Portanto, é imenso o
comprometimento da instituição Espírita quanto a coeducação de sentimentos,
valores e condutas relativamente à deficiência/diferença. Estas reflexões e
reorganizações atitudinais precisam acontecer desde os dirigentes e para aqueles
que neste Movimento trabalham com o propósito de serem compartilhados preceitos
fraternos, pelo discurso e especialmente pelo exemplo, com quem procura estas
instituições, buscando a informação, o esclarecimento, a orientação, o consolo.
Adaptações,
estratégias e facilitações com maneiras mais seguras, geradoras de autonomia e
eficientes de acolhimento e abordagem são, por isso, necessariamente de
implantação urgente ou agilização rápidas na maioria destas instâncias
estruturais e funcionais da Doutrina Espírita, porque não é possível mudança
sem interação produtiva, efetiva, ética, contextualizada e responsável.
****************************************
TAREFAS DO EXERCÍCIO ▸
1. Resuma em duas frases o trecho sobre a instituição espírita e a deficiência.
2. Copie do trecho sobre a instituição espírita e a deficiência tudo o que vai de "Portanto, é imenso" até "orientação, o consolo.".
3. Diga se cada afirmação concorda com o trecho sobre a instituição espírita e a deficiência, respondendo sim ou não e citando as palavras do trecho que decidem a questão: (a) as reflexões e reorganizações de atitude devem começar pelos dirigentes; (b) os preceitos fraternos devem ser compartilhados só pelo discurso; (c) a mudança é possível sem interação.
Responda com base apenas no trecho fornecido.

LINHAS DE DADOS ▸
****************************************
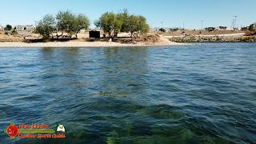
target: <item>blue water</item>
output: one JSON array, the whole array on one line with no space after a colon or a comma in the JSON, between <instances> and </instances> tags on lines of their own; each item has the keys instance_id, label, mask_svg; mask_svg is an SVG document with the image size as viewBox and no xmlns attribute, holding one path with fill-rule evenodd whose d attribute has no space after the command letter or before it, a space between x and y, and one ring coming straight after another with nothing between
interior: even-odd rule
<instances>
[{"instance_id":1,"label":"blue water","mask_svg":"<svg viewBox=\"0 0 256 144\"><path fill-rule=\"evenodd\" d=\"M11 140L10 122L65 139ZM255 143L256 43L0 49L1 143Z\"/></svg>"}]
</instances>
****************************************
RESPOSTAS DADAS ▸
1. A instituição espírita tem um compromisso imenso com a coeducação de sentimentos, valores e condutas em relação à deficiência e à diferença, e as reflexões e reorganizações de atitude devem começar pelos dirigentes e alcançar quem trabalha no Movimento. Adaptações, estratégias e facilitações de acolhimento e abordagem precisam ser implantadas com urgência na maioria das instâncias da Doutrina Espírita, porque não há mudança sem interação produtiva, efetiva, ética, contextualizada e responsável.

2.
Portanto, é imenso o
comprometimento da instituição Espírita quanto a coeducação de sentimentos,
valores e condutas relativamente à deficiência/diferença. Estas reflexões e
reorganizações atitudinais precisam acontecer desde os dirigentes e para aqueles
que neste Movimento trabalham com o propósito de serem compartilhados preceitos
fraternos, pelo discurso e especialmente pelo exemplo, com quem procura estas
instituições, buscando a informação, o esclarecimento, a orientação, o consolo.

3.
(a) Sim: "precisam acontecer desde os dirigentes".
(b) Não: "pelo discurso e especialmente pelo exemplo".
(c) Não: "não é possível mudança sem interação produtiva, efetiva, ética, contextualizada e responsável".